***** SUPPLIED RECORDS

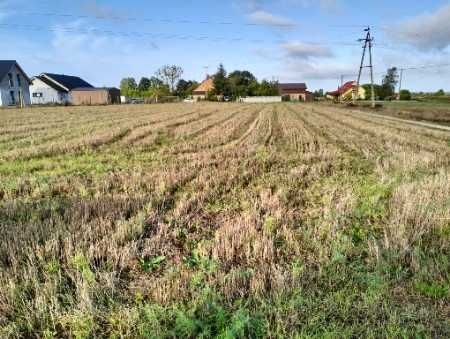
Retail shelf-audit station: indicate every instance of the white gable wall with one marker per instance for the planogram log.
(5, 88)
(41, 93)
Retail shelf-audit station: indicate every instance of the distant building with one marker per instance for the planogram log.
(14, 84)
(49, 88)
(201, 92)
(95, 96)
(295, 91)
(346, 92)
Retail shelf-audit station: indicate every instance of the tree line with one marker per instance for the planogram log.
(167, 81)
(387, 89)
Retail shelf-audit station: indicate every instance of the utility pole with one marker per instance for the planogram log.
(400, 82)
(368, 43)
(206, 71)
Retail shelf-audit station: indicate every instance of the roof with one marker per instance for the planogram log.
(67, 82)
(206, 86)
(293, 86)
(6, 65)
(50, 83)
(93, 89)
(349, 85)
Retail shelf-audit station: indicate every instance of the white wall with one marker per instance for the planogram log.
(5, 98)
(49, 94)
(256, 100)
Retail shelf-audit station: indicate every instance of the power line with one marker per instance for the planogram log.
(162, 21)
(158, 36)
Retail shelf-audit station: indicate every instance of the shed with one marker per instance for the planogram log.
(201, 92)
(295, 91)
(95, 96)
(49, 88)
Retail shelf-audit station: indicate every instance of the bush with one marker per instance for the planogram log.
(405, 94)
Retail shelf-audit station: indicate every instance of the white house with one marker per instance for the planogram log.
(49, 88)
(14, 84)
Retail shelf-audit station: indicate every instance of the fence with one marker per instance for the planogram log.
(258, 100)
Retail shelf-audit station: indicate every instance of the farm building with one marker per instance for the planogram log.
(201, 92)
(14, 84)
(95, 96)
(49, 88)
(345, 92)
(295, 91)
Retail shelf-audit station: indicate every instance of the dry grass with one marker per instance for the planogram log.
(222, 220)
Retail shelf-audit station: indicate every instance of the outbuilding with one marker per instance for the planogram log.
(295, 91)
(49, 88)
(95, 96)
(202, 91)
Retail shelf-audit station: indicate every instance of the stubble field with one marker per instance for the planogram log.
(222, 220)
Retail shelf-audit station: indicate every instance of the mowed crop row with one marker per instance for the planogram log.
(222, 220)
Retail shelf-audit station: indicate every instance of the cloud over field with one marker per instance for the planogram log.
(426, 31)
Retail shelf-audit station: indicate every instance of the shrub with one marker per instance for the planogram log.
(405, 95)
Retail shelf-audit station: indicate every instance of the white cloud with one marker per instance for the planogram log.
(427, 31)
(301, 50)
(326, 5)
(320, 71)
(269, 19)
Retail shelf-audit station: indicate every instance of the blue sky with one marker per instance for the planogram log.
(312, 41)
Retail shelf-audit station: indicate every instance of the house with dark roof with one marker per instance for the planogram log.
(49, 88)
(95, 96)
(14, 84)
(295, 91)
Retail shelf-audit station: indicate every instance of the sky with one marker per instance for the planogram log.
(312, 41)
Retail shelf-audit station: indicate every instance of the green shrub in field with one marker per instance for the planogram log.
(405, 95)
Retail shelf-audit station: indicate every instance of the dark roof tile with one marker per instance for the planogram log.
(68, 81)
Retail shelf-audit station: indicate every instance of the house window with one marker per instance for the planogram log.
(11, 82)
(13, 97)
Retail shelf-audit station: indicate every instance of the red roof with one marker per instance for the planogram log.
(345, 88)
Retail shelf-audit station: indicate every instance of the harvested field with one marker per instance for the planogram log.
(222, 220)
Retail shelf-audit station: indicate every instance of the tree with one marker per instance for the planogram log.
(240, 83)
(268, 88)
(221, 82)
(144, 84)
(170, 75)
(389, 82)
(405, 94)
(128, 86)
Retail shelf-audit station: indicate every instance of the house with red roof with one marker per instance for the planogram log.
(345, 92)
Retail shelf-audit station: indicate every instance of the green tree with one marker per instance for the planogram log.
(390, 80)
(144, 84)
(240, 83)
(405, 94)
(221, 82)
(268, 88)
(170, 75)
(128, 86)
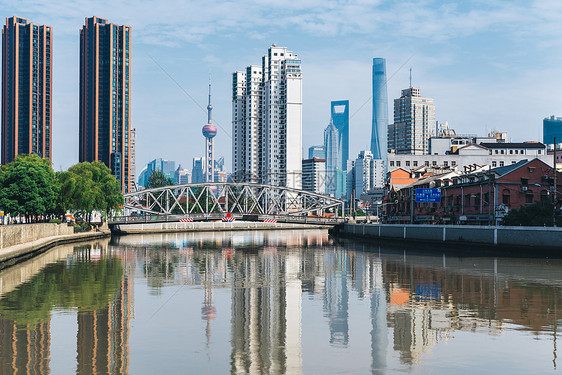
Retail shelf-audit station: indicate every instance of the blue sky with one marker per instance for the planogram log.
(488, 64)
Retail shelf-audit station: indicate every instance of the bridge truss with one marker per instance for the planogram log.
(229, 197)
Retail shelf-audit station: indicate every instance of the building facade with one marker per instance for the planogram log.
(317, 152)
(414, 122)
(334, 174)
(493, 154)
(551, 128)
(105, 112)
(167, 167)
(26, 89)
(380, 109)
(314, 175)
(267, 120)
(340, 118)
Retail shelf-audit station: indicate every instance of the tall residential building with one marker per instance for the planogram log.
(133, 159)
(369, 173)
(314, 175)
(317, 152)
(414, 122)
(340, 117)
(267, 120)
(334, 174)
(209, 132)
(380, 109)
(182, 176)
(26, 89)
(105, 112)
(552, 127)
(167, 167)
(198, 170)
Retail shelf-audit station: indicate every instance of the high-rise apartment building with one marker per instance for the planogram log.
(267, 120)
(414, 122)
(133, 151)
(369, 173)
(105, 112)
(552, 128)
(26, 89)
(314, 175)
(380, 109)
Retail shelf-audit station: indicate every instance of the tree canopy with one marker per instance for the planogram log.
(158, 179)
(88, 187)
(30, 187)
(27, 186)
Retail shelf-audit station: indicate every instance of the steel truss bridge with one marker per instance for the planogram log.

**********
***** SUPPLIED RECORDS

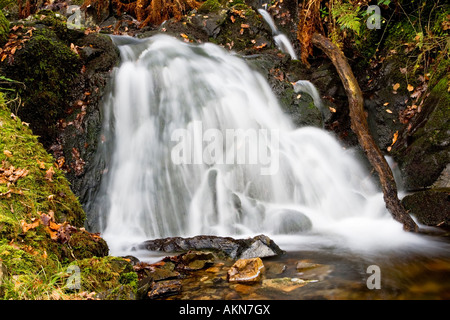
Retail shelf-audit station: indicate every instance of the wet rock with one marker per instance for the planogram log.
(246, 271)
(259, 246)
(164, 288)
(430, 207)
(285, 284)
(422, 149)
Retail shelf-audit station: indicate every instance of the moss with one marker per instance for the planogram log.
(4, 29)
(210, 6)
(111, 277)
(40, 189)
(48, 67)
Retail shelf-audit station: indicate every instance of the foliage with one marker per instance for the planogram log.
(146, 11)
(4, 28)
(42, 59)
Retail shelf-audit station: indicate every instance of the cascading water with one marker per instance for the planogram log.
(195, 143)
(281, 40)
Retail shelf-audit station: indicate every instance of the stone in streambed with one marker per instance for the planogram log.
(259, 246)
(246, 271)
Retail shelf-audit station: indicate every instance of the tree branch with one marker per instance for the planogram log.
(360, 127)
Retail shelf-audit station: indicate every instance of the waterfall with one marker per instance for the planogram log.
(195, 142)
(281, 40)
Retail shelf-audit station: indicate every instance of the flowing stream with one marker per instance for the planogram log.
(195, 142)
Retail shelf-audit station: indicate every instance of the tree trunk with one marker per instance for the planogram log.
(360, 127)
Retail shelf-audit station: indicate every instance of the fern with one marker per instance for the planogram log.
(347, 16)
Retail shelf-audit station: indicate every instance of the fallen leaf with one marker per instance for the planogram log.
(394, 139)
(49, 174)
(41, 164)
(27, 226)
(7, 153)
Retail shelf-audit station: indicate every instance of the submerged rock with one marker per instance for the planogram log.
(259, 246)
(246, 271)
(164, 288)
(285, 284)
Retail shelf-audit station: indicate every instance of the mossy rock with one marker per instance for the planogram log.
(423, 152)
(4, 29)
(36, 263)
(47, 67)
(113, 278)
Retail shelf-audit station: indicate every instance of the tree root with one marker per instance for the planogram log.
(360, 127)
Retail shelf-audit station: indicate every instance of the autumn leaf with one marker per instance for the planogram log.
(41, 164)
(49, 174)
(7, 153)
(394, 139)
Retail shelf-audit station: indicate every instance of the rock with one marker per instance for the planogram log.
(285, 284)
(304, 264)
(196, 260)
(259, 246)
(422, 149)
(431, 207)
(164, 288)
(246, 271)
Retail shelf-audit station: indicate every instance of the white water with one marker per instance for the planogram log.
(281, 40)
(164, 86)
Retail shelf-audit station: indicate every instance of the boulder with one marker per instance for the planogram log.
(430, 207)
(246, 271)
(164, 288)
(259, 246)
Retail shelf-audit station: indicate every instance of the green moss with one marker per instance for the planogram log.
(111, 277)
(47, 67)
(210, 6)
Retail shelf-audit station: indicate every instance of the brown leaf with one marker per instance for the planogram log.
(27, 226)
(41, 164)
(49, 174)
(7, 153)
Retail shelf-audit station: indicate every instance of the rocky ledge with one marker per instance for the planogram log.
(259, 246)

**********

WHAT TO WORK ON:
Which lines in the entries contain the word "cloud"? Report each of those lines in full.

WORKED ANSWER:
Retail shelf-audit station: indicate every instance of the cloud over field with one marker per instance for the planogram log.
Retail shelf-audit station: indicate every instance of the white cloud with one marker per instance for the planogram log.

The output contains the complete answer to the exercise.